BEGIN

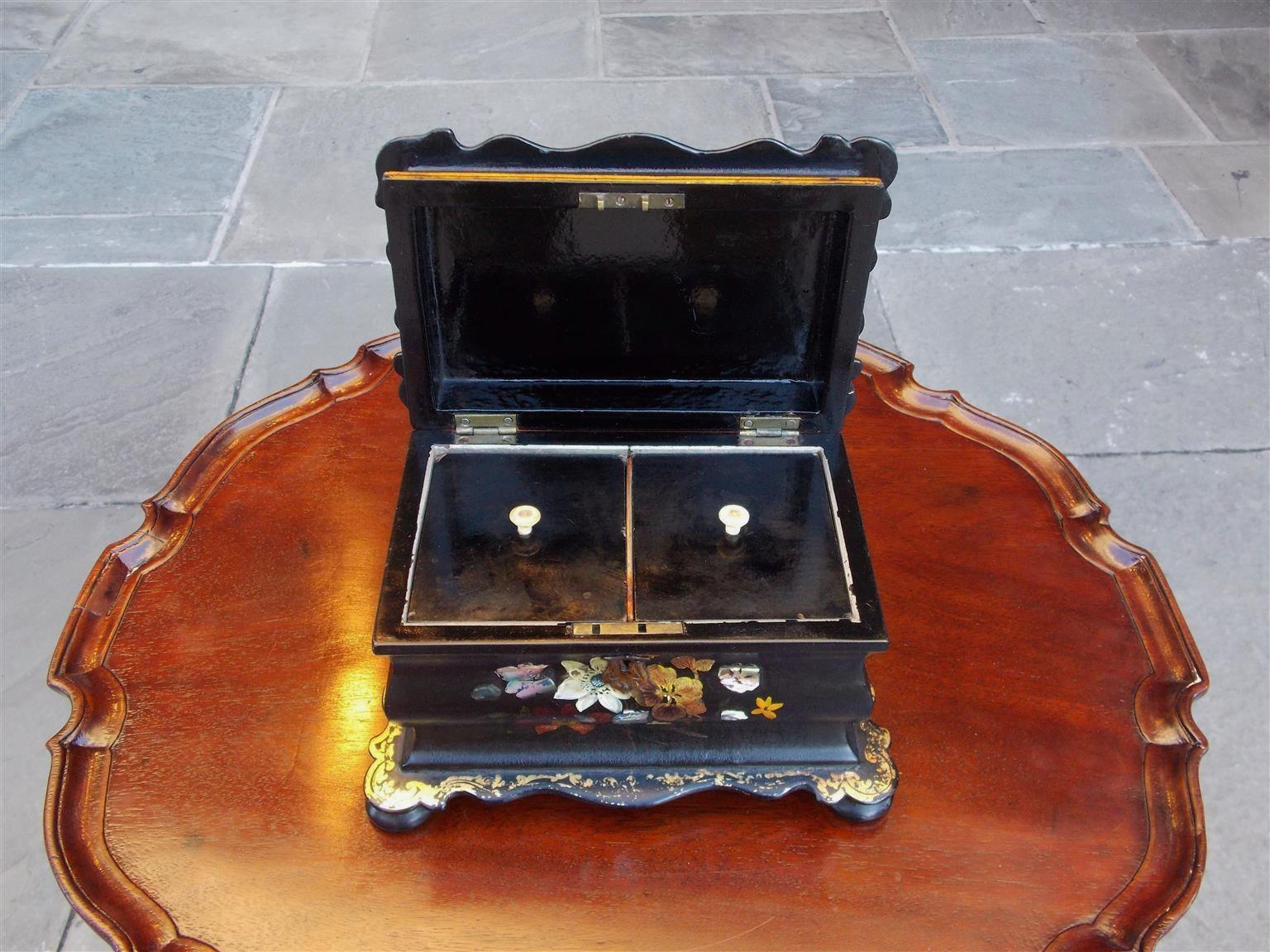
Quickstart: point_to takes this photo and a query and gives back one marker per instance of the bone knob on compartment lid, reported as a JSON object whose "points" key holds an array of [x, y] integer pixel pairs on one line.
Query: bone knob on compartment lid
{"points": [[733, 518], [525, 518]]}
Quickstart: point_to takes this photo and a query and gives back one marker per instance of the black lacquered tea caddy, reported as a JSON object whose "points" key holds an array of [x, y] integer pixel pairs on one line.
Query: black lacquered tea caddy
{"points": [[628, 561]]}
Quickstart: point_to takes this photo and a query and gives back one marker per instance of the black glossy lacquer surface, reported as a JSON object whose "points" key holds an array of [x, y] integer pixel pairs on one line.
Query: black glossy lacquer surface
{"points": [[785, 564], [556, 295], [471, 565], [514, 295]]}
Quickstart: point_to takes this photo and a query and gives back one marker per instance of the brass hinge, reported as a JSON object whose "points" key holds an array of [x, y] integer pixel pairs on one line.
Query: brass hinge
{"points": [[582, 630], [484, 428], [633, 201], [769, 431]]}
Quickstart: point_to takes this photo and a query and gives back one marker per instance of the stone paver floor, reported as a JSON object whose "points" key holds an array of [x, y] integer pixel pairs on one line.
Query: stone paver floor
{"points": [[1080, 244]]}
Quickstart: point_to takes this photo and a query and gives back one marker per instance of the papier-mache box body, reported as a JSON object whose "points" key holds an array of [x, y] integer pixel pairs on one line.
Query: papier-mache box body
{"points": [[628, 561]]}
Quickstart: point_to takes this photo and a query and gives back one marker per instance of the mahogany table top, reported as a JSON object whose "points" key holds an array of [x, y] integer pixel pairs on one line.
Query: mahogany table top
{"points": [[208, 788]]}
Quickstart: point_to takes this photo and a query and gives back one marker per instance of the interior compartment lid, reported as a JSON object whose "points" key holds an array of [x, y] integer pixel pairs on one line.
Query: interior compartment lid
{"points": [[633, 277]]}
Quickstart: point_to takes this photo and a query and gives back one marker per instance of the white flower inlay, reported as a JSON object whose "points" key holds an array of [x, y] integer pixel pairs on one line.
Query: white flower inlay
{"points": [[585, 684]]}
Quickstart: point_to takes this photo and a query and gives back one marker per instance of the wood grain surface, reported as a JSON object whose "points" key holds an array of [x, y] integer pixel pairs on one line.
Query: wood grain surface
{"points": [[208, 788]]}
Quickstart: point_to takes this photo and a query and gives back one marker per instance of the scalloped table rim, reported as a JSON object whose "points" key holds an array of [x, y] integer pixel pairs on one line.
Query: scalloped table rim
{"points": [[1156, 897]]}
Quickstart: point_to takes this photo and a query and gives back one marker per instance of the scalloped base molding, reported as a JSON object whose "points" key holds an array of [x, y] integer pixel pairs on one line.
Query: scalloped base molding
{"points": [[400, 800]]}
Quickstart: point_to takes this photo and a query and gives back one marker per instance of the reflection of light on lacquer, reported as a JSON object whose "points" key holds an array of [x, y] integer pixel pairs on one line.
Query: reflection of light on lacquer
{"points": [[348, 711]]}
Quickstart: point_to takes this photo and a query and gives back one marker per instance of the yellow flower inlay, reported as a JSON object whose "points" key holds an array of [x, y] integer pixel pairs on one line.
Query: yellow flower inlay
{"points": [[766, 707]]}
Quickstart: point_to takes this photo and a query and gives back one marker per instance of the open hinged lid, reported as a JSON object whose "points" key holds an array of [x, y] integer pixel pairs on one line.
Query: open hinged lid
{"points": [[633, 282]]}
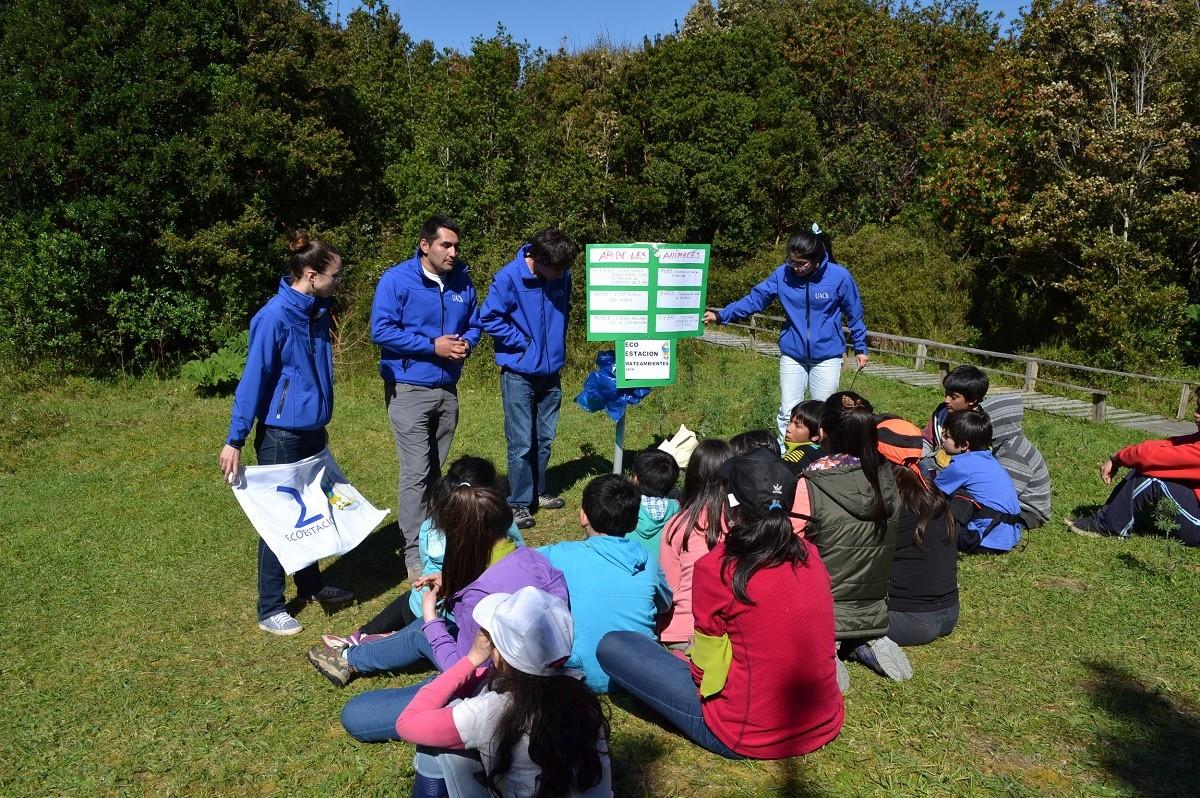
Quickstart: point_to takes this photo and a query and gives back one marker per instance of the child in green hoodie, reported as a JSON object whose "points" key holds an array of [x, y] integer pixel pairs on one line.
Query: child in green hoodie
{"points": [[654, 474]]}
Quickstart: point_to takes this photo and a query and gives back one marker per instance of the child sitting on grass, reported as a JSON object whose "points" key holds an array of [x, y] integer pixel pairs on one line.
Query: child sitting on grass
{"points": [[406, 609], [611, 581], [983, 499], [743, 443], [801, 436], [691, 533], [965, 388], [535, 729], [654, 474]]}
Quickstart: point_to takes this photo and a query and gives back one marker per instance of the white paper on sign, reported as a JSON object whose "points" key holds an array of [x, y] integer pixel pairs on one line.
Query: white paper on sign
{"points": [[648, 359], [678, 299], [681, 256], [305, 510], [676, 322], [618, 255], [617, 277], [683, 277], [618, 300], [604, 324]]}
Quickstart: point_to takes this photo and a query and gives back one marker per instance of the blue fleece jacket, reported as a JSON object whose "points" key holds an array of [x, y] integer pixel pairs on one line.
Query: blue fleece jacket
{"points": [[411, 311], [981, 475], [527, 317], [613, 588], [814, 307], [288, 381]]}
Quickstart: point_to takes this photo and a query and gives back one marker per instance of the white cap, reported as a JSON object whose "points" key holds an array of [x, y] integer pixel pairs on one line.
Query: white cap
{"points": [[532, 629]]}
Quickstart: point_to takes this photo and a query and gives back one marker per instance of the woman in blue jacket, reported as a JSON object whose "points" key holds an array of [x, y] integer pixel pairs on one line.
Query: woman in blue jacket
{"points": [[288, 388], [815, 293]]}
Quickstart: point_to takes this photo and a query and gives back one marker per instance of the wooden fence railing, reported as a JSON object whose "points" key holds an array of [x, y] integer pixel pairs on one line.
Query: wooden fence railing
{"points": [[924, 352]]}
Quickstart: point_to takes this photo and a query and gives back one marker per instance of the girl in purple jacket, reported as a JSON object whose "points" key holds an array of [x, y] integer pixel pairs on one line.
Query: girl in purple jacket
{"points": [[480, 559]]}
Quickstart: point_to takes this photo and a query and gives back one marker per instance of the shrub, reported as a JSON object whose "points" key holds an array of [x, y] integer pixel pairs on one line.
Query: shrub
{"points": [[219, 373], [910, 285]]}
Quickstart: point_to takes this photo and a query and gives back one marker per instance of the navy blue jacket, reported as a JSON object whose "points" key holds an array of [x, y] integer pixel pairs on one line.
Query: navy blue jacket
{"points": [[527, 317], [814, 307], [409, 311], [288, 381]]}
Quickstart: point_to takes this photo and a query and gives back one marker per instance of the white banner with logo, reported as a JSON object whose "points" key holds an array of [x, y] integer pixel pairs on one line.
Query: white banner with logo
{"points": [[305, 510]]}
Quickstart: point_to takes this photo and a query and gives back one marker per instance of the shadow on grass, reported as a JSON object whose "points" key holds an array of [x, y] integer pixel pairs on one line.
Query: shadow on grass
{"points": [[635, 755], [563, 477], [1151, 741], [372, 568]]}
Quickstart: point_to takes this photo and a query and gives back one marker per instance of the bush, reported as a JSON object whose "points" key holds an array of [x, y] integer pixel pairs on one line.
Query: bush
{"points": [[219, 373], [910, 286]]}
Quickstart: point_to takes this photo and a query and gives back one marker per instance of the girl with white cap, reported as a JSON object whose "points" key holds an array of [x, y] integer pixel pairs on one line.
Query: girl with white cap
{"points": [[535, 727]]}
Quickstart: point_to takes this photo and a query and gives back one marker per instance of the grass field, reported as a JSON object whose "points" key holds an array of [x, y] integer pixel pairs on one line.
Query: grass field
{"points": [[132, 664]]}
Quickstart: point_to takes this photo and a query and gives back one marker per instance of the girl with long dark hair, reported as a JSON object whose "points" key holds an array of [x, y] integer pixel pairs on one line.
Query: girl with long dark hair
{"points": [[406, 609], [537, 729], [762, 607], [855, 509], [923, 591], [693, 532], [815, 294], [286, 393]]}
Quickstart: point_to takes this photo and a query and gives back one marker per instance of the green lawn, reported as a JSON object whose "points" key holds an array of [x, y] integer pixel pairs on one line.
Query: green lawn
{"points": [[132, 664]]}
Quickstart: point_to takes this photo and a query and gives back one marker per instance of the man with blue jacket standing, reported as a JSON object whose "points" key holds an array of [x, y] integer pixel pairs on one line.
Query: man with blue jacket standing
{"points": [[526, 313], [425, 319]]}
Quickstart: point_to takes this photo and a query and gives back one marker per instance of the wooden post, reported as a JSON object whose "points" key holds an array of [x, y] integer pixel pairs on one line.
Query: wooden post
{"points": [[1031, 376], [922, 353], [618, 451]]}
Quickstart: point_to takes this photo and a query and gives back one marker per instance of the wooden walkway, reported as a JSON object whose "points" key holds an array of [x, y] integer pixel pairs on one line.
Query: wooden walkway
{"points": [[1072, 408]]}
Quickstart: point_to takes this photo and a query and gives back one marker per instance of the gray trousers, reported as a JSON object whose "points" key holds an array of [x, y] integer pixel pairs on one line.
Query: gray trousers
{"points": [[423, 424]]}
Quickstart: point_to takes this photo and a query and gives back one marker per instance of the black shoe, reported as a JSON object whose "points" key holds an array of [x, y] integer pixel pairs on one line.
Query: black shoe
{"points": [[521, 517], [551, 502]]}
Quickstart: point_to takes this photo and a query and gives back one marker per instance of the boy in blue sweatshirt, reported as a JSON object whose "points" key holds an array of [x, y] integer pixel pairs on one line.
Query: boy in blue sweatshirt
{"points": [[526, 313], [612, 585], [983, 499]]}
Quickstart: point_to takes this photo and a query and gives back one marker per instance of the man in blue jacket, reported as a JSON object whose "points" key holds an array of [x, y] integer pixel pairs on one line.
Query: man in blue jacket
{"points": [[526, 312], [425, 319]]}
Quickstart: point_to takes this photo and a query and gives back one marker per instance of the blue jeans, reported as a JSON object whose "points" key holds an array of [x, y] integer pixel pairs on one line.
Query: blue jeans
{"points": [[531, 419], [820, 379], [401, 649], [663, 682], [276, 447], [371, 717]]}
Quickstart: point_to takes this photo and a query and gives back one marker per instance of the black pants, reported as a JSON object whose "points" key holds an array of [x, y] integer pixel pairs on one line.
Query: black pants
{"points": [[1137, 493]]}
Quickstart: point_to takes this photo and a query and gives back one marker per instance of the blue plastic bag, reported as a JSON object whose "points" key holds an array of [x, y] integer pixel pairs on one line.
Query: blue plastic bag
{"points": [[600, 391]]}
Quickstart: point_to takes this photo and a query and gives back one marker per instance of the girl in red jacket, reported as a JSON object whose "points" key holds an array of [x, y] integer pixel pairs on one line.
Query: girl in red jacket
{"points": [[762, 605]]}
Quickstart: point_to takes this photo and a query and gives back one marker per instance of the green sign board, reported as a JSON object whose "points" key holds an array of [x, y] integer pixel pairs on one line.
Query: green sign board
{"points": [[646, 291]]}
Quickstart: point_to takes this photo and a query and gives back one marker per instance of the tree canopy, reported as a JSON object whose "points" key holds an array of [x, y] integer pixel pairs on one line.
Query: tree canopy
{"points": [[154, 153]]}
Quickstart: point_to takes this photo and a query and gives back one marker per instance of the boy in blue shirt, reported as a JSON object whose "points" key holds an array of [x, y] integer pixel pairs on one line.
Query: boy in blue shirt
{"points": [[983, 499], [612, 585], [654, 475]]}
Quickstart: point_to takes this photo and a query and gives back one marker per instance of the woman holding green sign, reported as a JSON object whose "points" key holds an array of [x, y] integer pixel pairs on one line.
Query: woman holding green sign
{"points": [[815, 293]]}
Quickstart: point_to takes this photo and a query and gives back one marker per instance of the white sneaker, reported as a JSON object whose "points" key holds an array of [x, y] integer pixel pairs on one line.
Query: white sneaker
{"points": [[282, 624]]}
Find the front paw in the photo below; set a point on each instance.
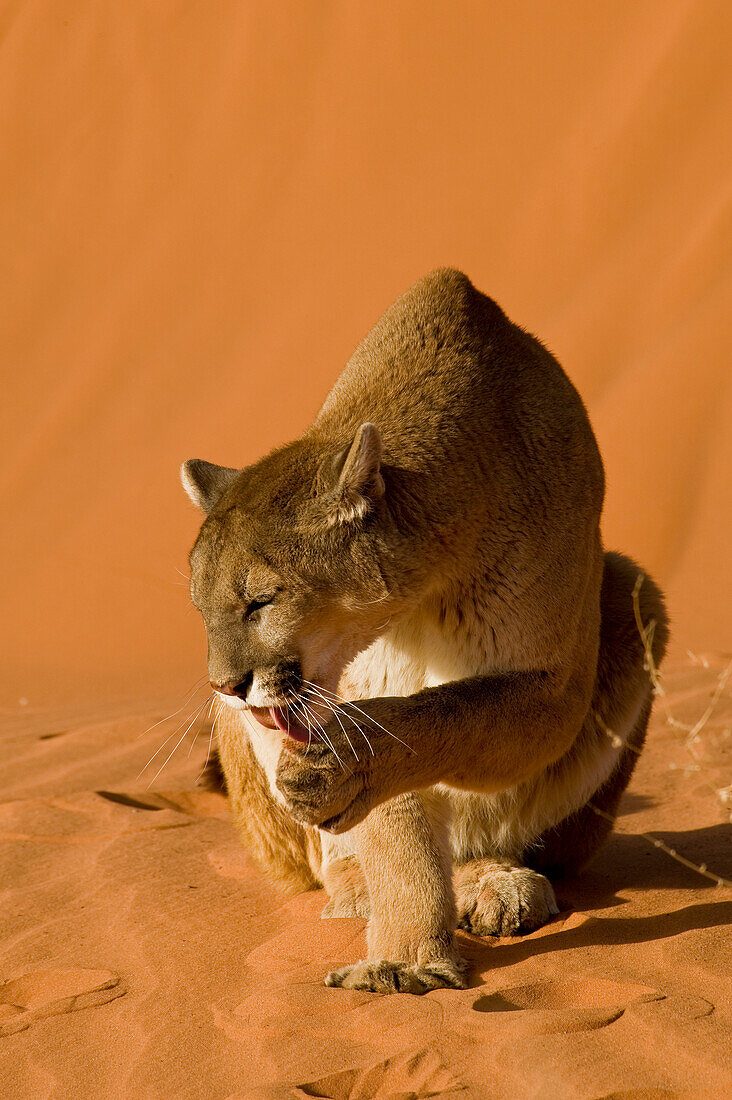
(319, 789)
(384, 977)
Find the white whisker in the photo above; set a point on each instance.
(346, 702)
(334, 711)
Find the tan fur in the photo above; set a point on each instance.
(429, 549)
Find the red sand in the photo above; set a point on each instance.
(203, 209)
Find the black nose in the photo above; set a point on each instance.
(237, 688)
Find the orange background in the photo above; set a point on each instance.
(205, 206)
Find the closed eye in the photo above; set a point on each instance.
(257, 604)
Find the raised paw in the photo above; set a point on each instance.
(384, 977)
(502, 900)
(318, 787)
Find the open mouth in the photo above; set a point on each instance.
(279, 717)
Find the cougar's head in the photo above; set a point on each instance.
(286, 570)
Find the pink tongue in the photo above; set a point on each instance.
(283, 722)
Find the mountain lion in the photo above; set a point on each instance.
(435, 680)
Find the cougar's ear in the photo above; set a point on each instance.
(206, 483)
(351, 481)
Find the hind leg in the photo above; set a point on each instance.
(622, 679)
(495, 898)
(500, 899)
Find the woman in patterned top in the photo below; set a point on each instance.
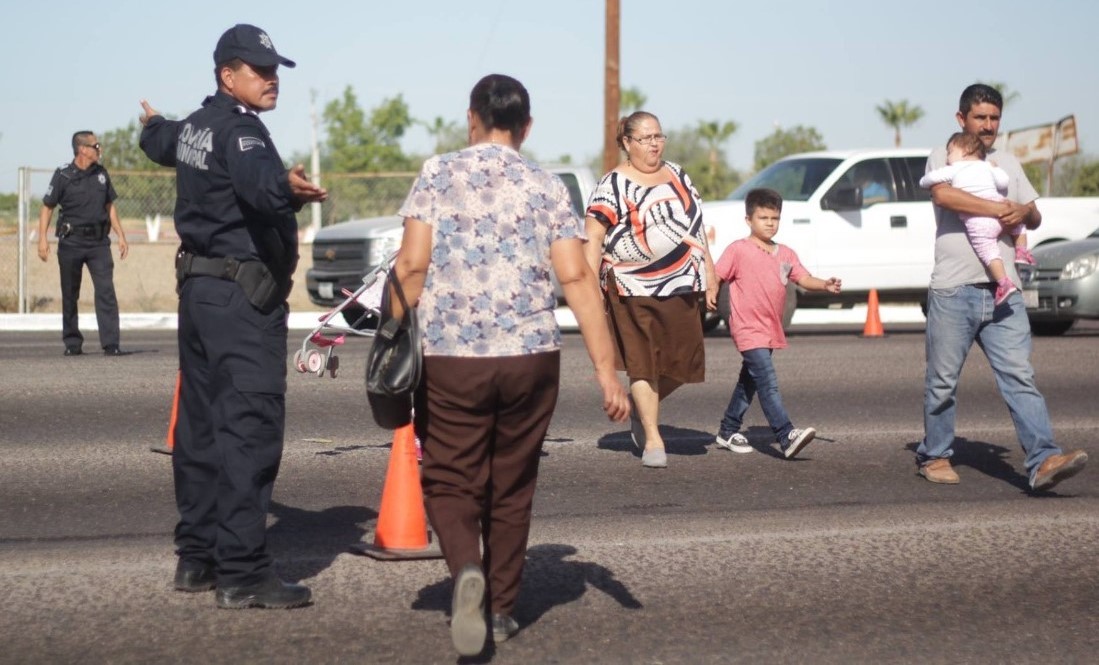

END

Would you please write out, exactly and with no other lines, the stretch of the listing above from the line containing "Query: shrub" through the line containing "dark hair, reported"?

Query: shrub
{"points": [[219, 373], [910, 285]]}
Quickstart: point_to takes this photo and a query and gives back one marker per instance of the navy blue jacket, reported as a JSON object whose "points" key holds an array of [x, y] integer pixel pairs on one line.
Query: navy blue jacket
{"points": [[527, 317], [814, 307], [409, 311], [288, 381]]}
Quickstart: point_to takes this photo and a query and gives back one marker per instance of the white banner with logo, reported as a JSON object whose "points" key holds an array of [x, y] integer pixel pairs on one line.
Query: white banner with logo
{"points": [[305, 510]]}
Quickstart: point_to takes this photo and a query and gives back one marker per instance of the shadow on grass, reported as a JSON object whose "points" key holds an array of [x, y] integer pixel pairs on one line.
Query: shadow on grass
{"points": [[635, 755], [563, 477], [1151, 741], [372, 568]]}
Quickstart: point_to takes this photo and a query and gives back one marker per instance of the bush, reported as a JSON object whose "points" key holds an array of [x, y] integer pixel pairs on one line.
Query: bush
{"points": [[219, 373], [910, 286]]}
Quickstart: point_to takes this photo and a query and gives back one marker per instance of the girl with white cap, reported as a JSON object whose "points" key holds an array of [x, y] integer pixel pairs on one line.
Query: girl with white cap
{"points": [[535, 727]]}
Quickstart: point_to takes this photo and a query and gives back one marker per instance of the grass field, reported as a JSON object whose "points" key holds an array of [x, y] integer pixel pairs on one line.
Query: grass field
{"points": [[132, 664]]}
Quickstart: point_to takes this photo and a query and gives back one marker per instance of the girl with long dark hair, reported as a JSON object whose "points" key holds an array of [x, y] integer pixel pairs on one line.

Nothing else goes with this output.